--- STUDY TEXT Enclosed Below ---
The method allows them to capture likely atmospheric conditions around the clock for every square kilometer in the world. In addition to temperature and precipitation, the system estimates humidity, horizontal and vertical winds, turbulence, incoming and outgoing flows of solar radiation, and other specific variables that may be needed for specialized military applications or for projecting the movement of toxic plumes.

In the past year, the research team has also implemented a specialized seasonal forecasting system to provide more useful data for mission planning one to six months in advance. It draws on an ensemble of simulations from NOAA climate models, incorporating current ocean-atmosphere patterns such as El Niño, La Niña, and the North Atlantic Oscillation that influence weather patterns across much of the globe.

“Our ensemble can provide more skillful predictions than climatology alone,” said NSF NCAR scientist Scott Meech, who works with Alessandrini on national security systems. “By taking all our data about average atmospheric conditions over the last 30 years and bringing in the current state of the climate, we reduce the range of possibilities down to what is most likely to happen at every specific point on the globe.”

To make the model more efficient, Alessandrini and his colleagues have incorporated a machine learning technique known as self-organizing maps. They use this technique to extract typical days from 30 years of meteorology records, and associate those days with the probability of particular atmospheric variables such as winds. The approach enables users to rapidly run simulations of atmospheric conditions only for those days that fall under a particular classification instead of the full 30-year meteorological record. 

The self-organizing maps also help identify the potential for especially high-risk situations involving a plume of hazardous material moving over a populated area. A plume is likely to be more concentrated when wind speed is too low to disperse it. GCAT has an option to pick out days in which wind speeds are low and then apply self-organizing maps to identify and categorize dangerous plume events.

“Our focus is designing these tools in a way that is as useful as possible for decision makers who need information quickly on a range of situations,” said Alessandrini. “The bottom line is these are systems that, anywhere in the world, are vital for our security.”

Additional national security projects

GCAT is just one of several projects that NSF NCAR is conducting for the U.S. military. Others include:

A system to rapidly track the accidental or deliberate release of airborne toxins. The system, funded by the Defense Threat Reduction Agency, involves running inverse computer simulations that reverse local winds from sites that have detected a hypothetical toxin. These so-called backward plume simulations are then compared with more than 1,500 forward plume simulations, developed with a type of machine learning model known as a neural network. The result can enable emergency responders in the field to almost instantaneously locate the source of the plume.
--- End of Enclosed STUDY TEXT ---
--- SUPPLIED ENTRIES Enclosed Below ---
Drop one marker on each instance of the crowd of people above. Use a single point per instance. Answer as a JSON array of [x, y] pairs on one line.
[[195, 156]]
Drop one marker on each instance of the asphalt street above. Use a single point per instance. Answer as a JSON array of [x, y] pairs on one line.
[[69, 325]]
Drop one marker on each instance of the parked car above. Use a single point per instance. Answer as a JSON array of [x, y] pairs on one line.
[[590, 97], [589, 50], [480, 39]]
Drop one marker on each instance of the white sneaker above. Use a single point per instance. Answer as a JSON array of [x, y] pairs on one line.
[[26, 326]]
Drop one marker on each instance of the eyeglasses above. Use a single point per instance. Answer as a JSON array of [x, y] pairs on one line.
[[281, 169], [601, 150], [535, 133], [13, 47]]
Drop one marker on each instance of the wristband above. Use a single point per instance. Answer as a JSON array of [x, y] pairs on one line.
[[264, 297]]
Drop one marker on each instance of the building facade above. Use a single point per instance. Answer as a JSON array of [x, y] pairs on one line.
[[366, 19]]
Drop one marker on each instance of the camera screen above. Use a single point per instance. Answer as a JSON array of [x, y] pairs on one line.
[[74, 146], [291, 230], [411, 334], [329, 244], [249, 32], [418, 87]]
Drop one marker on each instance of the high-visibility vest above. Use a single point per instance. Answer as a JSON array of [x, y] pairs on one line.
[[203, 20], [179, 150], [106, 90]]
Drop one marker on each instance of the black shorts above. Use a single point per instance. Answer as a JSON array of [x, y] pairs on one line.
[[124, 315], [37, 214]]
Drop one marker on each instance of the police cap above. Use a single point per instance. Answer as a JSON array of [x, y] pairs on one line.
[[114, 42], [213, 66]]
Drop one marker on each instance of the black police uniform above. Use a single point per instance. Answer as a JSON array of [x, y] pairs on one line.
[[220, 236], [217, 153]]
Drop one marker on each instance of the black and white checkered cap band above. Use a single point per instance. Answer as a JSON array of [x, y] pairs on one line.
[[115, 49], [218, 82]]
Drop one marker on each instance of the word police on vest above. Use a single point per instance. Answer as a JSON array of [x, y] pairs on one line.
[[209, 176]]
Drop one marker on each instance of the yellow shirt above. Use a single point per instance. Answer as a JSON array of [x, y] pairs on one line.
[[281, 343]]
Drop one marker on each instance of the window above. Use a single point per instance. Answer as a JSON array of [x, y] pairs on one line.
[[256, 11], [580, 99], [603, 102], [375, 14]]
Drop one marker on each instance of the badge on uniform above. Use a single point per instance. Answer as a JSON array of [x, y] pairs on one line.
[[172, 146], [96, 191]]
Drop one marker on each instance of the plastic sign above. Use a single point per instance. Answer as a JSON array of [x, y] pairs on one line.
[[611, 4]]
--- End of Enclosed SUPPLIED ENTRIES ---
- [REQUIRED WORK]
1. In the NSF NCAR forecasting text, reproduce the passage from "To make the" to "30-year meteorological record." word for word.
2. Decide whether each statement agrees with the NSF NCAR forecasting text: (a) the seasonal forecasting system supplies mission-planning data one to six months ahead; (b) self-organizing maps draw typical days from 50 years of meteorology records; (c) a plume tends to be more concentrated when wind speed is high. Answer yes or no for each, and quote the deciding words.

- [ANSWERS BY ITEM]
1.
To make the model more efficient, Alessandrini and his colleagues have incorporated a machine learning technique known as self-organizing maps. They use this technique to extract typical days from 30 years of meteorology records, and associate those days with the probability of particular atmospheric variables such as winds. The approach enables users to rapidly run simulations of atmospheric conditions only for those days that fall under a particular classification instead of the full 30-year meteorological record.

2.
(a) Yes: "to provide more useful data for mission planning one to six months in advance"
(b) No: "extract typical days from 30 years of meteorology records"
(c) No: "A plume is likely to be more concentrated when wind speed is too low to disperse it."